Exercise brief — In two sentences, summarize the article on planning how many sites a registry study needs.

Extract to read —
--------------------

# How many sites are enough? a novel, site-based power analysis method for real-world registry studies of anti-amyloid monoclonal antibodies

**Authors:** Kenichiro Sato, Yoshiki Niimi, Ryoko Ihara, Atsushi Iwata, Takeshi Iwatsubo

PMC · DOI: 10.1016/j.jarlif.2025.100020 · 2025-07-22

## TL;DR

A new simulation method improves site planning for real-world studies of anti-amyloid antibodies by accounting for site variability.

## Contribution

A novel simulation-based power analysis method that incorporates inter-site variability for registry study design.

## Key findings

- The new method requires about 320 sites for random sampling to achieve desired precision in ARIA incidence estimates.
- Strategic volume-weighted sampling can reduce the required site count to as few as 110.
- Conventional methods underestimated site requirements compared to the new simulation approach.

## Abstract

Real-world registries ALZ-NET (US) and AD-DMT (Japan) support safety surveillance of anti-amyloid antibodies. Conventional power calculations—dividing required patients by mean per-site caseload—can underestimate the number of centers needed because of patient counts variability.

To develop and evaluate a simulation-based method for site-level sample size planning that incorporates inter-site variability.

We developed a simulation using a zero-truncated negative binomial model to reflect caseload heterogeneity. We estimated the required sites (k) to achieve a target precision (95 % confidence interval [CI] width) for ARIA incidence under random and volume-weighted sampling, based on data from published trials. The required number of sites was determined as the point where the CI width met a prespecified precision target (< 0.1).

Simulated ALZ-NET and AD-DMT registry settings using prevalence and ARIA frequencies from published lecanemab and donanemab trials.

--------------------

Dataset —

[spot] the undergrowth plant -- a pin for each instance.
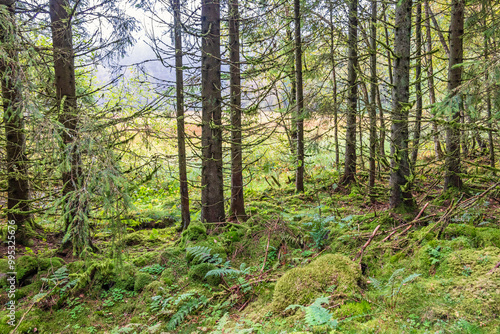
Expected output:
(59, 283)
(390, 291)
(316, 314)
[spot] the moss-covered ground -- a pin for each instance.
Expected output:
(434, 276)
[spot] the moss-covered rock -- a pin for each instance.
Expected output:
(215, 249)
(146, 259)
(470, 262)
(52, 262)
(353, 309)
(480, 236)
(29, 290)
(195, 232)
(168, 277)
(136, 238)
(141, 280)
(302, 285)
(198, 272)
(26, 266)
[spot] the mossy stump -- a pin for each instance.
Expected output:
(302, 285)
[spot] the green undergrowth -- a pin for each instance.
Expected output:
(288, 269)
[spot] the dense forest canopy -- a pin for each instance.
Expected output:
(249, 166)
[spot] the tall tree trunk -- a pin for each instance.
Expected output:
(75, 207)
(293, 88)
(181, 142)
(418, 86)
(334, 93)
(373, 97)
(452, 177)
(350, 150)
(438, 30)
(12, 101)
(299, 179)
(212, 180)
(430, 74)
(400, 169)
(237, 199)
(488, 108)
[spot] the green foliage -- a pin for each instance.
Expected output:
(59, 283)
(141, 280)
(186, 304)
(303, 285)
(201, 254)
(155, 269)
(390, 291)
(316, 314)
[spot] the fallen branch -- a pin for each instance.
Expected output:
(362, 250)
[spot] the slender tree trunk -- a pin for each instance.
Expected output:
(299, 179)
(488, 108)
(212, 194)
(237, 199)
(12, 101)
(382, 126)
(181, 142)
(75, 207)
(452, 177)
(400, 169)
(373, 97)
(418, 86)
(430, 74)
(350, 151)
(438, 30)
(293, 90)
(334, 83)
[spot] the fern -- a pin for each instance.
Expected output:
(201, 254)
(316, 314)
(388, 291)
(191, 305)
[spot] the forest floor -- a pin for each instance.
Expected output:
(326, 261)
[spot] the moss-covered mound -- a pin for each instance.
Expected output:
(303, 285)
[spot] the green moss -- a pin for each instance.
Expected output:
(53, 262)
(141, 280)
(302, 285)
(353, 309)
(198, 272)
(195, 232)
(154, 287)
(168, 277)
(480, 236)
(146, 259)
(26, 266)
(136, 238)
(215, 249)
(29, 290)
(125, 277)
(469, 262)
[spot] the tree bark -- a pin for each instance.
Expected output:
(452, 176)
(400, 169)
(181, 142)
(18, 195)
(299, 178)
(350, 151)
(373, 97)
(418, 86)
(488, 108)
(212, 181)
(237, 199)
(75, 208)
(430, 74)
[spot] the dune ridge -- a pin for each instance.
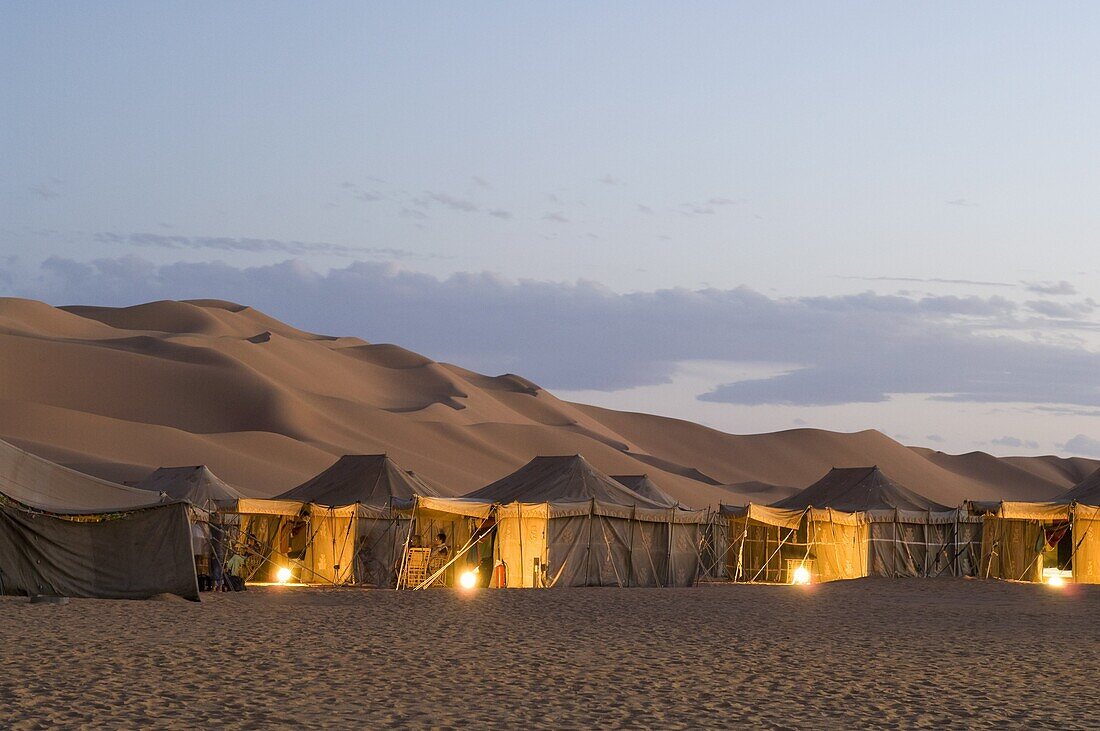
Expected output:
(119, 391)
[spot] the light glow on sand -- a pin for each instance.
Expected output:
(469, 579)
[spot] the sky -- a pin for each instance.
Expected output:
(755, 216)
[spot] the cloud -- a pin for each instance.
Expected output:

--------------------

Written solution — The article presents a simulation-based power analysis method that accounts for differences in patient counts between sites when planning real-world registry studies of anti-amyloid antibodies such as ALZ-NET and AD-DMT. It finds that about 320 sites are needed under random sampling to estimate ARIA incidence precisely, that volume-weighted sampling can cut this to as few as 110, and that conventional methods underestimated the number of sites required.